Records from a data collection
:::

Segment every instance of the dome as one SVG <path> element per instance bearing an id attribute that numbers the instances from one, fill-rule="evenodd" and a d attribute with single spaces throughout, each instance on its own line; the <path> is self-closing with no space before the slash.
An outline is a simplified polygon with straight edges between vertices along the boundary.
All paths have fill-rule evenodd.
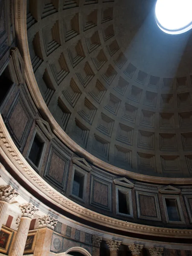
<path id="1" fill-rule="evenodd" d="M 160 29 L 154 0 L 67 3 L 45 2 L 41 18 L 29 5 L 27 26 L 36 82 L 71 146 L 103 166 L 190 176 L 191 32 Z"/>
<path id="2" fill-rule="evenodd" d="M 159 1 L 0 1 L 0 254 L 189 255 L 192 32 Z"/>

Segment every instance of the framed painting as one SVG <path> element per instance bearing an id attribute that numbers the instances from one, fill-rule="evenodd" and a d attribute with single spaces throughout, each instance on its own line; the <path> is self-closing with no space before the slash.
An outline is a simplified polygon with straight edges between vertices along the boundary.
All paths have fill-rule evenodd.
<path id="1" fill-rule="evenodd" d="M 0 231 L 0 252 L 7 253 L 13 231 L 2 227 Z"/>
<path id="2" fill-rule="evenodd" d="M 38 232 L 37 231 L 33 231 L 28 234 L 24 250 L 24 254 L 33 253 L 37 240 L 37 234 Z"/>

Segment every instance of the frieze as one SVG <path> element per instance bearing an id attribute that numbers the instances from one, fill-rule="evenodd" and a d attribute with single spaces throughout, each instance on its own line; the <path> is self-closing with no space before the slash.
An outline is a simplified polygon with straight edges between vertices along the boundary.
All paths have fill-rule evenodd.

:::

▶ [Work required] Convert the material above into a JSON list of strings, one string per line, with blank lines left out. Leave the pictures out.

▶ [Response to the task]
[
  "Segment every instance of the dome as one SVG <path> element per instance bearing an id attribute that numbers the instances from one, fill-rule=\"evenodd\" and a d attribute with single spaces throughout, each instance on its own line; the <path> is self-closing with no space before the slash.",
  "An outline is a simplified polygon with straight edges between vertices along the boundary.",
  "All paths have fill-rule evenodd.",
  "<path id=\"1\" fill-rule=\"evenodd\" d=\"M 160 29 L 154 0 L 67 3 L 45 2 L 41 18 L 29 5 L 27 26 L 36 82 L 71 146 L 103 166 L 190 176 L 191 32 Z\"/>",
  "<path id=\"2\" fill-rule=\"evenodd\" d=\"M 159 1 L 0 1 L 0 254 L 189 255 L 192 32 Z\"/>",
  "Segment every instance of the framed painting as one SVG <path> element per instance bearing an id attribute that numbers the instances from one, fill-rule=\"evenodd\" and a d attribute with single spaces throughout, each instance on its own line; the <path> is self-closing with no space before the slash.",
  "An outline is a simplified polygon with straight edges between vertices along the boundary.",
  "All paths have fill-rule evenodd.",
  "<path id=\"1\" fill-rule=\"evenodd\" d=\"M 0 231 L 0 252 L 7 253 L 13 231 L 2 227 Z\"/>",
  "<path id=\"2\" fill-rule=\"evenodd\" d=\"M 38 232 L 37 231 L 33 231 L 28 234 L 24 250 L 24 254 L 33 253 L 37 240 L 37 234 Z\"/>",
  "Segment every instance of the frieze as one SVG <path> element per instance bearing an id attribute that numbers the instances from one, fill-rule=\"evenodd\" and a d attribute with single spaces throughout, each instance on its own line; the <path> is self-closing with no space before the slash.",
  "An outline is a simplified polygon with straight edges between vertices along the boundary.",
  "All paths have fill-rule evenodd."
]